Aufgabe:
Welche zwei durch Blut übertragenen Krankheiten nennt der Textauszug über Piercen als mögliche Spätfolgen?

Textauszug:
'''

September 2021
Dr. Hans Peter Weinschenck, Kgl. Priv. Apotheke in Satrup, Mittelangeln
Krank durch Piercen?
Einige Zeitgenossen halten Tätowieren oder Piercen für „krank“. Während über diese Ansicht hitzig diskutiert werden darf, lässt sich ein Umstand nicht bestreiten: Man kann durch eine Tätowierung oder ein Piercing krank werden – sehr krank sogar.
Arbeitet das Piercing- oder Tatoo-Studio unhygienisch, besteht ein hohes Risiko, sich mit Krankheitserregern anzustecken. HIV oder Hepatitis (Leberentzündung) werden durch Blut übertragen und sind nur einige der drohenden Spätfolgen. Übrigens wurden sogar in Vorratsflaschen mit Desinfektionsmitteln gefährliche Bakterien gefunden.

'''

[Gespeicherte Dateneinträge]
'''

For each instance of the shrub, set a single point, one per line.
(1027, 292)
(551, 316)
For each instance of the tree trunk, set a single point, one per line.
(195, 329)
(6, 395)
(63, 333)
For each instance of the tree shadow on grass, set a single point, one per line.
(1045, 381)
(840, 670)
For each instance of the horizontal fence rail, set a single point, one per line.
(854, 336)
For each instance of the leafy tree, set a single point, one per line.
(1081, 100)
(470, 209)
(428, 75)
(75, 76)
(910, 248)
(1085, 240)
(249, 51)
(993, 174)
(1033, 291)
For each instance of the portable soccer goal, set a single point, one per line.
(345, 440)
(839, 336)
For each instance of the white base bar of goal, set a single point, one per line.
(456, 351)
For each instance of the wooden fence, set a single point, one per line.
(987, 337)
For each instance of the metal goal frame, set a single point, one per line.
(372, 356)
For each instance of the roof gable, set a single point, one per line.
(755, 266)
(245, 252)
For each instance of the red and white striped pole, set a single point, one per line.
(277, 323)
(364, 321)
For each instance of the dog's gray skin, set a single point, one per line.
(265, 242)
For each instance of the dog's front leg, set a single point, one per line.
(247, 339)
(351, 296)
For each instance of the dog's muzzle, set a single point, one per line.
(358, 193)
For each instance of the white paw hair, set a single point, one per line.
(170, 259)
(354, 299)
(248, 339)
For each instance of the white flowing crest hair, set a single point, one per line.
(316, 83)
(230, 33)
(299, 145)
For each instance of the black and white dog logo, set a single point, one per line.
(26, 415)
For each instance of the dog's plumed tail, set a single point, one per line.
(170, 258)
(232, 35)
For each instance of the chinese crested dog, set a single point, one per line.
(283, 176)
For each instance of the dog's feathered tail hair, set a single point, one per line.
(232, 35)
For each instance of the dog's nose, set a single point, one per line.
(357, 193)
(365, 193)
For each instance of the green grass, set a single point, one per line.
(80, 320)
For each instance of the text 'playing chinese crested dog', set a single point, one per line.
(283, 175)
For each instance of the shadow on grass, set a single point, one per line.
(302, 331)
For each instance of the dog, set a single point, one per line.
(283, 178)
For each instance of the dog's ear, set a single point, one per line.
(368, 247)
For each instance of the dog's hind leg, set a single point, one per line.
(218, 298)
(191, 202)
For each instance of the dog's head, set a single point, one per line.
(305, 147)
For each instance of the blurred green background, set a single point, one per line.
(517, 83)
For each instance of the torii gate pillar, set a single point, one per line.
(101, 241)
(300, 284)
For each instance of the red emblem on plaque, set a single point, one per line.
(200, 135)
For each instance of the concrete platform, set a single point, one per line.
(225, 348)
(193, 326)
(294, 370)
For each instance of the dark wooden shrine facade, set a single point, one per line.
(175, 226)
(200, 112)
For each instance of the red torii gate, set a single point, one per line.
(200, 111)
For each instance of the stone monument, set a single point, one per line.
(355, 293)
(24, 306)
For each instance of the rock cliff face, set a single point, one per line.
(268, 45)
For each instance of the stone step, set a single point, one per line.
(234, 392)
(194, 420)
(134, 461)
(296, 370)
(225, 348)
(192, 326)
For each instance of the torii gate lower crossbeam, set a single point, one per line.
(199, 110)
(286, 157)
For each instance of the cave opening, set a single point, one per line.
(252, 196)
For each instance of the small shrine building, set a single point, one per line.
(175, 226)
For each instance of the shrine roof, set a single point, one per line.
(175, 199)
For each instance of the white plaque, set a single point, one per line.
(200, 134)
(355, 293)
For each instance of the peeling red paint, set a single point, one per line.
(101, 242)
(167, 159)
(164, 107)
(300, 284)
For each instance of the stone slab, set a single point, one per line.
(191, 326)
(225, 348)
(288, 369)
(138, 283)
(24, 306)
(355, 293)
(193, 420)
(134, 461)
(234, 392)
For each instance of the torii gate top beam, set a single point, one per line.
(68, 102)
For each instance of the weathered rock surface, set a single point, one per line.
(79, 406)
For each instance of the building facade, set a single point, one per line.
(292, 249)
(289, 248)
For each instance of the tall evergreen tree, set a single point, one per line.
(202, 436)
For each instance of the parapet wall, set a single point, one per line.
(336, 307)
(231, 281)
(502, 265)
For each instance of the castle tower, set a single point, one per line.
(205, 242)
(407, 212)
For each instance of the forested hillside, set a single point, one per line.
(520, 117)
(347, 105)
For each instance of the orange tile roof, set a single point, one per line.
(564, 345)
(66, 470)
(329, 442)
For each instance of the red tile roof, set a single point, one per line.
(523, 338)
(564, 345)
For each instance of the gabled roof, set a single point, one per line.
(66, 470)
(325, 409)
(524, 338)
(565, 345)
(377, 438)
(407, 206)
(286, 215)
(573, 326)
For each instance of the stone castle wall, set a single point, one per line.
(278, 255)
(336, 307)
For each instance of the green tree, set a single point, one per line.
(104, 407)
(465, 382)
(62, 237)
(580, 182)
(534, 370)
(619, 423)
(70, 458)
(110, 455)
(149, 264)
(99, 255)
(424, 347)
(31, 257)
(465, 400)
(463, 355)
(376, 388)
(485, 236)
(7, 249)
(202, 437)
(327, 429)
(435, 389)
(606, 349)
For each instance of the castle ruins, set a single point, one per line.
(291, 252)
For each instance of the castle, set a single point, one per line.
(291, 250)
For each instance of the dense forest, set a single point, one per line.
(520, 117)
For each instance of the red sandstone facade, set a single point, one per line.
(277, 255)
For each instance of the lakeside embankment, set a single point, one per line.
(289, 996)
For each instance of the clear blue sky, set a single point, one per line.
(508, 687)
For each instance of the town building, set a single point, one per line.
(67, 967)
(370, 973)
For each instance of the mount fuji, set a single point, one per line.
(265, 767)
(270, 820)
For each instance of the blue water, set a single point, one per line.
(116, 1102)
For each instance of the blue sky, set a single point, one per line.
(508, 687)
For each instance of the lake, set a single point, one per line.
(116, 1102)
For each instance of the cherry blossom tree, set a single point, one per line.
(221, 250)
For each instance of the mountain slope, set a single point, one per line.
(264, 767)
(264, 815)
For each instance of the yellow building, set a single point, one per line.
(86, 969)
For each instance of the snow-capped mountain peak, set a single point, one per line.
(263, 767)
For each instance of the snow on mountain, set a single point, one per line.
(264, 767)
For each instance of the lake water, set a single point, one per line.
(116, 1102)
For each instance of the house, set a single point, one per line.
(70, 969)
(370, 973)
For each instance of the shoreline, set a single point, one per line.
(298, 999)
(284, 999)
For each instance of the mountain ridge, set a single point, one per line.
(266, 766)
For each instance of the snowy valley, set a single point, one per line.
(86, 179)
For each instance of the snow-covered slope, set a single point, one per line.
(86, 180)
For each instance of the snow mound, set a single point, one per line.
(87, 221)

'''

Schriftliche Antwort:
HIV und Hepatitis (Leberentzündung).